[Short problem]: Retype the stretch of the rows below from their first line through the line that contains "Segment every instance of the fireball", without changing anything.

[Supplied records]:

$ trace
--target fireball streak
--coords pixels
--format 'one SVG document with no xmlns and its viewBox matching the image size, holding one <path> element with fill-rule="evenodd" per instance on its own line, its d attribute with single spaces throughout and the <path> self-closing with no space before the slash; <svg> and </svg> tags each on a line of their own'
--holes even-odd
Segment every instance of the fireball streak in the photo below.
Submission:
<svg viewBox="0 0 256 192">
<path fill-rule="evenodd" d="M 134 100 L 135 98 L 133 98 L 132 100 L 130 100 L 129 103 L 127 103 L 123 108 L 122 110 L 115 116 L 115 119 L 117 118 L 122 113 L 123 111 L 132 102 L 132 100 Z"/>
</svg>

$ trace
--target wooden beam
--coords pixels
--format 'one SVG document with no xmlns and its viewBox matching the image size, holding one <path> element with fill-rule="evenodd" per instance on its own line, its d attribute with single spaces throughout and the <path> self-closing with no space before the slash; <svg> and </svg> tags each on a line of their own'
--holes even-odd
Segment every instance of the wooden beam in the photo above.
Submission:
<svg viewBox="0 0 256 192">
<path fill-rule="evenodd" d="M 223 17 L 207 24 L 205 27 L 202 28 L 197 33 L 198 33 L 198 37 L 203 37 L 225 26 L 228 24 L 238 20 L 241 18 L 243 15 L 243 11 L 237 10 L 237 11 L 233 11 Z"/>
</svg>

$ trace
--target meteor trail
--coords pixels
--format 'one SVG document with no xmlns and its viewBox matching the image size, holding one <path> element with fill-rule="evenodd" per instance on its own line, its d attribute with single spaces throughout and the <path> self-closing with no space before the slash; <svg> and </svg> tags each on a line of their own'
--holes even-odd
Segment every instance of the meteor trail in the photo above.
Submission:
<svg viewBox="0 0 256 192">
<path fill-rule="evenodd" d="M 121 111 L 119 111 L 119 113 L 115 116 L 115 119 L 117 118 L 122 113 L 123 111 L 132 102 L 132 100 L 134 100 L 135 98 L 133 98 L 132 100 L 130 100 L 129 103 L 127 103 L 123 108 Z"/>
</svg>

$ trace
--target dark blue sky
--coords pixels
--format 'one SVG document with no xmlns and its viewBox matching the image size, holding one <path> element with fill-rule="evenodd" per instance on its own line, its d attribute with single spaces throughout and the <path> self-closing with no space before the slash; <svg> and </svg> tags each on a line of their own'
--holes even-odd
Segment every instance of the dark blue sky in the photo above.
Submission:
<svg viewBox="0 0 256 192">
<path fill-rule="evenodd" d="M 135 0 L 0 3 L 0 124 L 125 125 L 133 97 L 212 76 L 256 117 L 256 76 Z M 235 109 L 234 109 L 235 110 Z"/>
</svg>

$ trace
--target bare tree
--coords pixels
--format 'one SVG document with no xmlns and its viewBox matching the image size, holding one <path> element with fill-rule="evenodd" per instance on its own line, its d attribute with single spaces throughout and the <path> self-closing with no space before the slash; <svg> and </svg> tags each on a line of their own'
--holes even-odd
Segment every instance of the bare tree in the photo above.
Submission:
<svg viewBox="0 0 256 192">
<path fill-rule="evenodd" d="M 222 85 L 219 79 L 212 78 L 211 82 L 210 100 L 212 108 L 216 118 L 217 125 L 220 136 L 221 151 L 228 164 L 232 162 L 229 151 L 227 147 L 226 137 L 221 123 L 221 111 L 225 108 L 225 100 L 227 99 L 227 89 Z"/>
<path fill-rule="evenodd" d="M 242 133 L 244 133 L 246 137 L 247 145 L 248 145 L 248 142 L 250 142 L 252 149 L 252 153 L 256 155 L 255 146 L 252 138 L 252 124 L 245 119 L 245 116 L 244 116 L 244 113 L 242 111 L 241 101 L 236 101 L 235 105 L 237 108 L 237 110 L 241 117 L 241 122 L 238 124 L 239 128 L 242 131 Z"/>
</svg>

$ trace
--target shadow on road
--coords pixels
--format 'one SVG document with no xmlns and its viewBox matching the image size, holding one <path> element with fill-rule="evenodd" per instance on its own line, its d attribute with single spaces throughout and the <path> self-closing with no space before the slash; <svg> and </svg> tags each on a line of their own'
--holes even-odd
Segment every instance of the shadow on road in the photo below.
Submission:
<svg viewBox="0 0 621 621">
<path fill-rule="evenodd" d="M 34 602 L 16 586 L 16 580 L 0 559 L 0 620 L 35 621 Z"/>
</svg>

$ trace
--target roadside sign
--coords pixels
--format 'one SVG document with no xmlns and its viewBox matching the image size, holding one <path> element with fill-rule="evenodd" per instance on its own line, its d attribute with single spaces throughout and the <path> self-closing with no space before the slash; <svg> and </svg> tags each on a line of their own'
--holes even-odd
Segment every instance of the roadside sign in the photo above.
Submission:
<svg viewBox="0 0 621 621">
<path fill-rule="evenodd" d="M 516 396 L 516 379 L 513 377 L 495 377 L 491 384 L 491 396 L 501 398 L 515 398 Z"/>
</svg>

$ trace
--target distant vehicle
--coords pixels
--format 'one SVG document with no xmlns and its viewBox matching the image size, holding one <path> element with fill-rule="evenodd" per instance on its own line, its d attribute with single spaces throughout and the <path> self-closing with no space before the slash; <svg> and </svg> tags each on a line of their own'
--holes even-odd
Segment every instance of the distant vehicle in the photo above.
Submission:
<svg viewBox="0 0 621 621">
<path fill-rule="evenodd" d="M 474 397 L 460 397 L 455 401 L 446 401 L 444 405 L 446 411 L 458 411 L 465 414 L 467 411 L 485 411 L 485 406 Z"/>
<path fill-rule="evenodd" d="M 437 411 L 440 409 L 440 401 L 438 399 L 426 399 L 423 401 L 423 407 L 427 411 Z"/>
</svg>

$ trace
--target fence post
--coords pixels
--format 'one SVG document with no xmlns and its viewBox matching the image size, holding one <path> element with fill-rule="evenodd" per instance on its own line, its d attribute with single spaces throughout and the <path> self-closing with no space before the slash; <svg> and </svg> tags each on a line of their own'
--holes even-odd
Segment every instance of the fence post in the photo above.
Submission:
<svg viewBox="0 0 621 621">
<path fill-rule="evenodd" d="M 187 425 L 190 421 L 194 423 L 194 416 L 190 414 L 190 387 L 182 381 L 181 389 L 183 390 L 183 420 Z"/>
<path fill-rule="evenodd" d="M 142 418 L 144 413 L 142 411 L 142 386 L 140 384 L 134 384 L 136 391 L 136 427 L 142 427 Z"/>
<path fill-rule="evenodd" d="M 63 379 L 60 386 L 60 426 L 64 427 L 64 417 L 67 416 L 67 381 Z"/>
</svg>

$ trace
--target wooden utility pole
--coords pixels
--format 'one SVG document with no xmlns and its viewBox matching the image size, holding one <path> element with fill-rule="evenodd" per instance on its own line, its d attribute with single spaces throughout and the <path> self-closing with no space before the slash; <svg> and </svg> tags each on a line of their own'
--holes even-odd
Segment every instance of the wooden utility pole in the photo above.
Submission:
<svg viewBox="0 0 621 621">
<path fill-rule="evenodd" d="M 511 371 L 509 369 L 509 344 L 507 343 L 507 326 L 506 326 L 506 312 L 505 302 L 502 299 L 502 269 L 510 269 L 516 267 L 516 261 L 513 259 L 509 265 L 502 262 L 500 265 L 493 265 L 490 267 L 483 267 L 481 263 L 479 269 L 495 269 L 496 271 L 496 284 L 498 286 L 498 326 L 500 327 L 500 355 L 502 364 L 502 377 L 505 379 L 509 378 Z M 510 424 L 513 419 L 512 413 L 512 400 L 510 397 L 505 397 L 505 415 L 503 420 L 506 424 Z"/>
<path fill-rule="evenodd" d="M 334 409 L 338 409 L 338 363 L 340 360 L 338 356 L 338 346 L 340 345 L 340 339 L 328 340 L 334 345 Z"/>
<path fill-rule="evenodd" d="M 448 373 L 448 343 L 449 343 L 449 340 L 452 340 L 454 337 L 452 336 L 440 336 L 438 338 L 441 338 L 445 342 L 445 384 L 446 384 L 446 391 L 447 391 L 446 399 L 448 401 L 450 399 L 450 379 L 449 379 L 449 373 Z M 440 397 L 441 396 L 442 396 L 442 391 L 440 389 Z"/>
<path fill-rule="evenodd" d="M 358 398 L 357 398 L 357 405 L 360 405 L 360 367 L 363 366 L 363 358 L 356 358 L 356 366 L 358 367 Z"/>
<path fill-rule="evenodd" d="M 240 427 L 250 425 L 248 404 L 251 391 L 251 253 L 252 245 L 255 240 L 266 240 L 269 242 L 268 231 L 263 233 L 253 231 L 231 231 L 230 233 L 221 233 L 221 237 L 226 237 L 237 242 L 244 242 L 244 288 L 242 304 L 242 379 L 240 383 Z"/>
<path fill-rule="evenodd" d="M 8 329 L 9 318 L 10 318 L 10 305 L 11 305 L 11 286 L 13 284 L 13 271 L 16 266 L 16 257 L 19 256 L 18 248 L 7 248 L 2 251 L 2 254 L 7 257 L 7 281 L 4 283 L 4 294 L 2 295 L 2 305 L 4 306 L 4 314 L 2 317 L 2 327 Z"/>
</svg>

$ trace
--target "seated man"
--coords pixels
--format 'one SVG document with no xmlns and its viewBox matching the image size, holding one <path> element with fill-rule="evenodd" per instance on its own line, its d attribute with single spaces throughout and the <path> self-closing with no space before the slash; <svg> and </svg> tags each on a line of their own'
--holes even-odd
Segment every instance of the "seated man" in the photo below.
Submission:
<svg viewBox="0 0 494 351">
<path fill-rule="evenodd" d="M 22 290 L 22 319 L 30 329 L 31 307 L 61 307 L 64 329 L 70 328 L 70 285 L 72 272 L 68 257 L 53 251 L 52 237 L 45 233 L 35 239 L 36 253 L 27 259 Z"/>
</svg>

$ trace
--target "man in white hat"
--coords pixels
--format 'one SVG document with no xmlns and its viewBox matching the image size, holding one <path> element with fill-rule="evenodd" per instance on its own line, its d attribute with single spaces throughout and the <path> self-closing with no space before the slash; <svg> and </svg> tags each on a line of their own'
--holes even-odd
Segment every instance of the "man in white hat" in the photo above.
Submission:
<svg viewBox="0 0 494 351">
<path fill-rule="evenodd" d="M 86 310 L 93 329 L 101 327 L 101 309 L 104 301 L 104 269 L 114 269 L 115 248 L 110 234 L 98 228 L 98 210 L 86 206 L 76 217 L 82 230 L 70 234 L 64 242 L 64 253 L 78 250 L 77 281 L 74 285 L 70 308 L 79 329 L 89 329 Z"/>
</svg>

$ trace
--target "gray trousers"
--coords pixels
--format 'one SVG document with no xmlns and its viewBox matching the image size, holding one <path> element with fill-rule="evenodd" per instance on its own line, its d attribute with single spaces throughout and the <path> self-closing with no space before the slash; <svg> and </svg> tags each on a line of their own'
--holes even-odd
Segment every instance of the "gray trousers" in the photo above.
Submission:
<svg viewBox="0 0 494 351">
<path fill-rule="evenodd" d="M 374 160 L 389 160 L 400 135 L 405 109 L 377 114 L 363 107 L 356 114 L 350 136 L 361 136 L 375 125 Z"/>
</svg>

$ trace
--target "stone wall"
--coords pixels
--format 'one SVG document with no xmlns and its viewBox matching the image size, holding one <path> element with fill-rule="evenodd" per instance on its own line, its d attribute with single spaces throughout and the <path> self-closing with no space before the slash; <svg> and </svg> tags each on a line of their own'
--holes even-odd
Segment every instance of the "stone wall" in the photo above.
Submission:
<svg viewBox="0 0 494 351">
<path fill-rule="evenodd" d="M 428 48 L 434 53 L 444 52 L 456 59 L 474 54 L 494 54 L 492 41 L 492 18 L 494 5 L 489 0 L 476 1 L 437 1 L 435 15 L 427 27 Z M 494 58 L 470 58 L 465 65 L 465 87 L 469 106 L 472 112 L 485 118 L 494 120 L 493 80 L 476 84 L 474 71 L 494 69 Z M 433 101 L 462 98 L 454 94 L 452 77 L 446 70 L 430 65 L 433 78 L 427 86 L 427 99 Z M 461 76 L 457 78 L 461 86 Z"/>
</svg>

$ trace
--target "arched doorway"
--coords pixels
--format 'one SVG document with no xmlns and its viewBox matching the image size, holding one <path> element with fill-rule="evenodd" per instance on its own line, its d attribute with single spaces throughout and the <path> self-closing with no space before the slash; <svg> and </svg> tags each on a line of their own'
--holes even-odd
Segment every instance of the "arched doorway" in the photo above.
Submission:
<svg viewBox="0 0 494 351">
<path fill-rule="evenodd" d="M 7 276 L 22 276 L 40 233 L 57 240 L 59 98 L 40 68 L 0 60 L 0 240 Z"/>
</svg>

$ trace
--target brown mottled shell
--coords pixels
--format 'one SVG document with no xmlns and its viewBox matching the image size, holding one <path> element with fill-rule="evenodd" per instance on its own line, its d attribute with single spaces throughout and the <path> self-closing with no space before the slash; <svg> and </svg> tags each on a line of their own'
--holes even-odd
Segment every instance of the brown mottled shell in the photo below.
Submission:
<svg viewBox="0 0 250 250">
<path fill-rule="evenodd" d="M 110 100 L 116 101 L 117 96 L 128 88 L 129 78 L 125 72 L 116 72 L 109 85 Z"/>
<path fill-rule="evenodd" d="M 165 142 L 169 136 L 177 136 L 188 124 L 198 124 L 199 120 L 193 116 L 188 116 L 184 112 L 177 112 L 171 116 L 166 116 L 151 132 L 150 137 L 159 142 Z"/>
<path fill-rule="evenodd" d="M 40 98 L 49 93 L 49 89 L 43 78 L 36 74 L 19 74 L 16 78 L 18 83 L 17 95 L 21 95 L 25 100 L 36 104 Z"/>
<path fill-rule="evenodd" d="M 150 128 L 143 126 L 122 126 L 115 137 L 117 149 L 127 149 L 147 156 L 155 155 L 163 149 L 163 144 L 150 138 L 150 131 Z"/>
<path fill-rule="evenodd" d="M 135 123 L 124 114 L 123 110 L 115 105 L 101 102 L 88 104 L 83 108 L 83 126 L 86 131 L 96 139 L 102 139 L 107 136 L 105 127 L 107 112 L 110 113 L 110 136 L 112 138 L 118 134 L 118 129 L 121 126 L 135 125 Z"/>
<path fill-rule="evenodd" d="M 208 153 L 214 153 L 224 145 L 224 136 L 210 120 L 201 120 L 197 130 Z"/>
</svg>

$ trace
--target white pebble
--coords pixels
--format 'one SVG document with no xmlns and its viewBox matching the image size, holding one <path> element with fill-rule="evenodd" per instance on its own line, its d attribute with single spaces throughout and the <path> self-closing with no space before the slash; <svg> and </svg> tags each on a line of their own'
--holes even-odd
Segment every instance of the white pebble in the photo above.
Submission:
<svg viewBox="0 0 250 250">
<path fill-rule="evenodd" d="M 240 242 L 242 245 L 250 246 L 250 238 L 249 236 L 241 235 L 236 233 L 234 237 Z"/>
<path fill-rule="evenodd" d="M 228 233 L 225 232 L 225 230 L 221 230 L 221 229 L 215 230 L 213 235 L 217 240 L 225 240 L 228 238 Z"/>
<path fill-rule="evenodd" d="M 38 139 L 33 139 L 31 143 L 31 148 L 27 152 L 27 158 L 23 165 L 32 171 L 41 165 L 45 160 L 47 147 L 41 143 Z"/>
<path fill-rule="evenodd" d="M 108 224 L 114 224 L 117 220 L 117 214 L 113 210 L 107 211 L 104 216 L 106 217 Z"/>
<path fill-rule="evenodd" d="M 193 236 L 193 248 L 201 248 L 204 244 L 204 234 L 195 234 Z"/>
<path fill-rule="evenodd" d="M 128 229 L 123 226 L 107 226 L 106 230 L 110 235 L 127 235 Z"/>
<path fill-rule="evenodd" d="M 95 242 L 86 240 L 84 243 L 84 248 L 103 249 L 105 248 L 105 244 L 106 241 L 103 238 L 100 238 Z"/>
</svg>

[Task solution]:
$ trace
--target fireball streak
--coords pixels
--format 'one SVG document with no xmlns and its viewBox matching the image size, holding one <path> element with fill-rule="evenodd" per instance on its own line, its d attribute with single spaces throughout and the <path> self-closing with no space before the slash; <svg> and </svg> tags each on a line of their own'
--holes even-odd
Segment every instance of the fireball streak in the photo below.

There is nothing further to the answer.